* **Excerpt to read**
-- -- --

Revenue and Cost Comparisons
While core demand remains healthy, first quarter 2015 revenue was impacted by competitive capacity growth, a stronger U.S. dollar and economic softness in Latin America. Total revenue in the first quarter was $9.8 billion, a decrease of 1.7 percent versus the first quarter 2014 on a 0.9 percent decrease in total available seat miles (ASMs). Consolidated passenger revenue per ASM (PRASM) was 13.44 cents, down 1.7 percent versus the first quarter 2014. Consolidated passenger yield was 16.82 cents, down 1.2 percent year-over-year.

Total operating expenses in the first quarter were $8.6 billion, a decrease of 7.1 percent compared to the first quarter 2014 due primarily to a 42.2 percent decrease in consolidated fuel expense. First quarter mainline cost per available seat mile (CASM) was 12.80 cents, down 5.2 percent on a 1.7 percent decrease in mainline ASMs versus the first quarter 2014. Excluding special charges and fuel, mainline CASM was 9.49 cents, up 5.8 percent compared to the first quarter 2014. Regional CASM excluding special charges and fuel was 16.47 cents, down 0.9 percent on a 5.7 percent increase in regional ASMs versus the first quarter 2014.

-- -- --

* **Listed entries**
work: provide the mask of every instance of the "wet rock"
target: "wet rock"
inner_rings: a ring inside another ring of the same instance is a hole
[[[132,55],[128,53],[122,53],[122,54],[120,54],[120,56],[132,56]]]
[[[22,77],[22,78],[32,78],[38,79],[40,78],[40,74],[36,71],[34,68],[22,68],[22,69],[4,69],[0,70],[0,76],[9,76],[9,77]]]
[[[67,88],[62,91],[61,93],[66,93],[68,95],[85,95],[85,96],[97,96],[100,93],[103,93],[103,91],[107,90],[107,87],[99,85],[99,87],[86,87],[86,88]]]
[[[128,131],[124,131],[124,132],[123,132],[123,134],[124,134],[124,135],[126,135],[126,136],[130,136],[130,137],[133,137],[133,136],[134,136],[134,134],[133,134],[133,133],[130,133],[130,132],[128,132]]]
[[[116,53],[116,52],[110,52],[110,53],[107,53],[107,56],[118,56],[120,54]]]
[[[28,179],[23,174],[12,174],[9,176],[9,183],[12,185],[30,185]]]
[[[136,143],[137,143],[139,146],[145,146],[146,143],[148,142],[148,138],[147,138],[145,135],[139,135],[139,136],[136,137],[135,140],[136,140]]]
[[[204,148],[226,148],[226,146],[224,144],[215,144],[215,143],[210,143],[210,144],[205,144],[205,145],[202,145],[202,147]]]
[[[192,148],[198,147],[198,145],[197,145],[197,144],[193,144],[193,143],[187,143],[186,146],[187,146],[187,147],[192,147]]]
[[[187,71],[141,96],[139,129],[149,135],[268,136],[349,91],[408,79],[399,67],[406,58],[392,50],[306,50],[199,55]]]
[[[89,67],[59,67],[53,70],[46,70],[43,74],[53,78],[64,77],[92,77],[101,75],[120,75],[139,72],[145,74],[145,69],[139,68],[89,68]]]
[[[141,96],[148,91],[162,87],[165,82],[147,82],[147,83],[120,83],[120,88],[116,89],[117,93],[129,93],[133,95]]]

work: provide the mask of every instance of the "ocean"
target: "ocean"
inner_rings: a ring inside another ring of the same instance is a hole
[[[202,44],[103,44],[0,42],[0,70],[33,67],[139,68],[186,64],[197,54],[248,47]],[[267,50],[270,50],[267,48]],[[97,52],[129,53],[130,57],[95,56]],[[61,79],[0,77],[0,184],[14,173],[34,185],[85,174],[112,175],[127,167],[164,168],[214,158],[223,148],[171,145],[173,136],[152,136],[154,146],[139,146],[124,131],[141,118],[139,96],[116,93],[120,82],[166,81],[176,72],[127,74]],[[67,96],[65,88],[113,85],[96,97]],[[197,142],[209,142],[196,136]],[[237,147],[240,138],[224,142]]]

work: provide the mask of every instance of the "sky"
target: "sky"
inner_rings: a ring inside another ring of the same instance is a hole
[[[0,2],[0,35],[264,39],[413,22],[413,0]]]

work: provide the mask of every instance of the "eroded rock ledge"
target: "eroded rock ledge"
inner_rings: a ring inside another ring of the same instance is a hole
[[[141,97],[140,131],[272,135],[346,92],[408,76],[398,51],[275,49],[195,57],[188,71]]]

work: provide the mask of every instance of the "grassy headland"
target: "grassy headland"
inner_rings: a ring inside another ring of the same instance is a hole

-- -- --

* **Stated goal 1**
Give the passage of the airline results text from "Total operating expenses" to "regional ASMs versus the first quarter 2014." again, changing "operating expenses" to "operating costs".
* **Stated goal 2**
How many lines of the records contain the string "work"? Treat uppercase and lowercase as different, and reply with the number alone.

* **Reply 1**
Total operating costs in the first quarter were $8.6 billion, a decrease of 7.1 percent compared to the first quarter 2014 due primarily to a 42.2 percent decrease in consolidated fuel expense. First quarter mainline cost per available seat mile (CASM) was 12.80 cents, down 5.2 percent on a 1.7 percent decrease in mainline ASMs versus the first quarter 2014. Excluding special charges and fuel, mainline CASM was 9.49 cents, up 5.8 percent compared to the first quarter 2014. Regional CASM excluding special charges and fuel was 16.47 cents, down 0.9 percent on a 5.7 percent increase in regional ASMs versus the first quarter 2014.

* **Reply 2**
5